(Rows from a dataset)
-- -- --

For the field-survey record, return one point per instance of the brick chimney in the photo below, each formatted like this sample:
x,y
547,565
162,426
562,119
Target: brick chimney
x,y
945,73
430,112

-- -- --

## DO THIS
Reproduce the records in full, substituting "stone chimney" for every occurrence of "brick chimney" and leaving everything else unchanged.

## THE ANSWER
For the field-survey record, return one point per instance of the stone chimney in the photo below, each formatted like this sample:
x,y
547,565
162,426
562,119
Target: stone chimney
x,y
945,73
430,112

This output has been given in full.